• **Short exercise**:
Quote the records word for word, from the line containing "Mark a point on every instance of the busch" through the last line of the records, with both ends included.

• **Dataset records**:
══════════

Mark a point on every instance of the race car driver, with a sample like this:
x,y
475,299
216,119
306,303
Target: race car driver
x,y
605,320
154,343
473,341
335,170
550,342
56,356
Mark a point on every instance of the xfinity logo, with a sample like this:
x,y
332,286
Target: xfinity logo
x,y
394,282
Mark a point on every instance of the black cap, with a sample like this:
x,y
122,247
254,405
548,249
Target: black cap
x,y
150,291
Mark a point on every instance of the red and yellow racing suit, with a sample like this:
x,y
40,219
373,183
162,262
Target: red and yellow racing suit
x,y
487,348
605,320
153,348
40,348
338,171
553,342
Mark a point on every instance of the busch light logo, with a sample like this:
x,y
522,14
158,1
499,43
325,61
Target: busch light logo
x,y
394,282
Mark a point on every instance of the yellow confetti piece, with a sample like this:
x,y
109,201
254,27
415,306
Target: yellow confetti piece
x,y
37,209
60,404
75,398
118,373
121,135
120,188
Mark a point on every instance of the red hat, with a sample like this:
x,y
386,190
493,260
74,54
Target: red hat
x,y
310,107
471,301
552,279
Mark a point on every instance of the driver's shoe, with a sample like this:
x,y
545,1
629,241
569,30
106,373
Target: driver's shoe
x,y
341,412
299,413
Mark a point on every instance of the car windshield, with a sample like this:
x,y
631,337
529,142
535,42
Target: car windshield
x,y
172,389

══════════

• **Exercise response**:
Mark a point on every instance of the busch light logo, with a sample like this:
x,y
522,14
158,1
499,43
325,61
Target: busch light logo
x,y
394,282
Mark a point on every instance of the yellow confetti piece, with a sample like this:
x,y
109,201
254,27
415,306
Target: yellow confetti piece
x,y
37,209
60,404
75,398
118,373
121,135
120,188
Mark a point on every instance of the red hat, with a sample like this:
x,y
386,190
493,260
74,54
Target: red hat
x,y
310,107
471,301
552,279
Mark a point on every instance of the driver's shoe, with a sample like this:
x,y
545,1
629,241
569,30
106,373
Target: driver's shoe
x,y
341,412
299,413
Mark a point on every instance of the car windshield, with a sample like this:
x,y
631,337
529,142
535,42
Target: car windshield
x,y
172,389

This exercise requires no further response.